_Text block_:
_ _ _
For EGFL11 interphase FISH analyses, probes were labeled with SpectrumOrange dUTP and Spectrum Green dUTP using a nick translation kit (Abbott Molecular Laboratories). B-lymphoblast cell cultures were subjected to the hypotonic treatment (Ohnuki’s hypotonic solution: five parts 55 mM sodium nitrate, two parts 55 mM sodium acetate, and 10 parts 55 mM potassium chloride) for 1 h at 37°C, followed by three fixations using methanol and glacial acetic acid. Following overnight hybridization and washes, DAPI was applied under a glass coverslip and hybridization signals were viewed on an Olympus BX-51 fluorescent microscope. Images were captured and processed with Cytovision software.

The primer sequences used for genotyping the chromosome 17 deletion were (all 5′–3′ [F] forward; [R] reverse): F flanking, TAGCCAATCAAACAATGGTGTC; R flanking, TCCTCTATT CAACGTGTGTTGC; R internal, TATCCCATTAGGTTTGGTC CAG. Primer sequences for the chromosome 8 deletion were: F flanking, CAGAGAACAGGGTCACAGACAC; R flanking, CTCCT GAAAGGCTGCTAGTGAT; R internal, TGGCCTAGGTTTTGCT CATAAT. PCR assays were performed with 25 ng DNA in 25-μL reaction volumes and HotMaster Taq polymerase (Eppendorf). Cycling conditions were 93°C for 3 min, followed by 40 cycles of 93°C for 30 sec, 60°C for 30 sec, and 70°C for 2 min, using a DNA Engine Thermal Cycler (Bio-Rad). PCR products were visualized by electrophoresis on a 1.2% agarose gel, followed by ethidium bromide staining.

CNV data analyses

CNVRs for each species were generated by merging all individual CNV calls into a single list of nonredundant CNV regions independently to the size of the overlap and the frequency of the calls. Human and chimpanzee CNVRs were further merged—using the same method—in a single list of regions comprising three classes: human-only CNVRs, chimpanzee-only CNVRs, and CNVRs found in both species. All CNVRs for both species are listed in Supplemental Table 7. We defined CNV events (Table 1) by applying more stringent merging criteria to separate juxtaposed CNVs, as previously described (Redon et al. 2006). Duplication and deletion CNV types are designated based on the minor copy number state. Deletion + duplication variants are special cases of multi-allelic CNVs, with low-frequency losses and gains relative to the majority of individuals. Multi-allelic CNVs have log2 ratio distributions that are more evenly distributed across four or more discrete clusters. Complex CNVs could not be classified otherwise: These CNVs may (1) reflect the masking of true CNV type by experimental noise, (2) comprise multiple smaller CNV events that cannot be distinguished with the resolution of our aCGH platform, or (3) be truly complex with different breakpoints, juxtaposed gains and losses, or smaller CNVs contained within larger ones. For the SD-overlap analysis reported in Table 1, we only considered 200 kb at both extremities for CNV events with a size >400 kb.
_ _ _
_Information shown_:

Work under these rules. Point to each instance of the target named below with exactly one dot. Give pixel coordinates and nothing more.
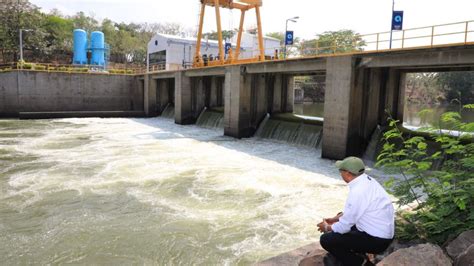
_ _ _
_Directions_:
a: Do these statements agree with the lab methods text? Answer yes or no for each, and quote the words from the text that decide it.
(i) The cell cultures got the hypotonic treatment for one hour at 37°C.
(ii) The PCR products were run on a 2% agarose gel.
(iii) Duplication and deletion CNV types are named by the majority copy number state.
b: Answer these questions from the lab methods text:
(i) What microscope was used to view the hybridization signals?
(ii) How many cycles came after the first 3-minute step at 93°C?
(iii) In the SD-overlap analysis, how much of each end was considered for CNV events over 400 kb?
c: Pick up the lab methods text where it stops and keep writing.

_Results of the tasks_:
a:
(i) Yes: "for 1 h at 37°C"
(ii) No: "on a 1.2% agarose gel"
(iii) No: "designated based on the minor copy number state"

b:
(i) An Olympus BX-51 fluorescent microscope
(ii) 40 cycles
(iii) 200 kb at both ends

c:
SD analyses

We downloaded the positions of human and chimpanzee SDs from the Segmental Duplication Database (http://humanparalogy.gs.washington.edu/; http://chimpparalogy.gs.washington.edu/). For this database, SDs were detected by Whole-genome Shotgun Sequence Detection (WSSD) (Bailey et al. 2001; Cheng et al. 2005) by mapping 31.3 million chimpanzee and 27.4 million human sequence reads against the human reference genome (hg17) to identify regions with significantly deeper read coverage depth compared with known unique regions. Regions showing an excess of both chimpanzee and human reads were considered to be duplicated in both species (shared SDs). The proportions of CNVRs (transferred to hg17 positions based on clone end-sequence coordinates) expected to overlap SDs by chance alone were estimated using permutation tests of 10,000 randomized trials. In each permutation, the locations of CNVRs were randomized based on the midpoint coordinates of all autosomal clones on the WGTP platform (the sizes of the randomized CNVRs were maintained) and assessed for SD overlap.

For each SD-overlapping CNVR, we estimated maximum nucleotide sequence percent identities of human genome intra- and interchromosomal SD paralogs. For this analysis, we retrieved Whole-Genome Assembly Comparison (WGAC) (Bailey et al. 2002) SD alignments from the human Segmental Duplication Database. Percent identity calculations include indels. For CNVRs that overlapped more than one SD, we assigned a single SD percent identity value based on the SD with the greatest product of percent identity and length. This weighted approach is based on the resolution of the WGTP platform; we are more likely to have identified the CNVs associated with slightly larger SDs, rather than internal, smaller SDs. The proportions of CNVRs expected to overlap SDs were estimated using permutation tests of 1000 randomized trials. The same procedure for calculating maximum SD paralog percent identities was applied for the randomized CNVRs.

Acknowledgments

We thank Gloria Tam, Diana Rajan, Beiyuan Fu, Stephen Clayton, Stephen Montgomery, Richard Smith, and Heike Fiegler for their help and advice; Jan Korbel for the permutation script used for CNV-SD overlap analyses; and Don Conrad, Stephen Scherer, Brian Verrelli, and Gary Schwartz for helpful discussions regarding this study. We thank the Human Genome Diversity Project, the Coriell Institute for Medical Research, the Integrated Primate Biomaterials and Information Resource, New Iberia Research Center, and the Primate Foundation of Arizona for samples. This work was funded by grants from the L.S.B. Leakey Foundation (to G.H.P.), the Wenner-Gren Foundation for Anthropological Research (to G.H.P.), the National Institutes of Health (C.L., HG004221; The University of Louisiana at Lafayette-New Iberia Research Center, RR015087, RR014491 and RR016483), the Howard Hughes Medical Institute (E.E.E.), and the Wellcome Trust (F.Y., T.F., M.E.H., N.P.C., C.T.-S., and R.R.).

Footnotes

[Supplemental material is available online at www.genome.org. The array data from this study have been submitted to ArrayExpress (http://www.ebi.ac.uk/arrayexpress/) under accession no. E-TABM-479.]

Article published online before print. Article and publication are at http://www.genome.org/cgi/doi/10.1101/gr.082016.108.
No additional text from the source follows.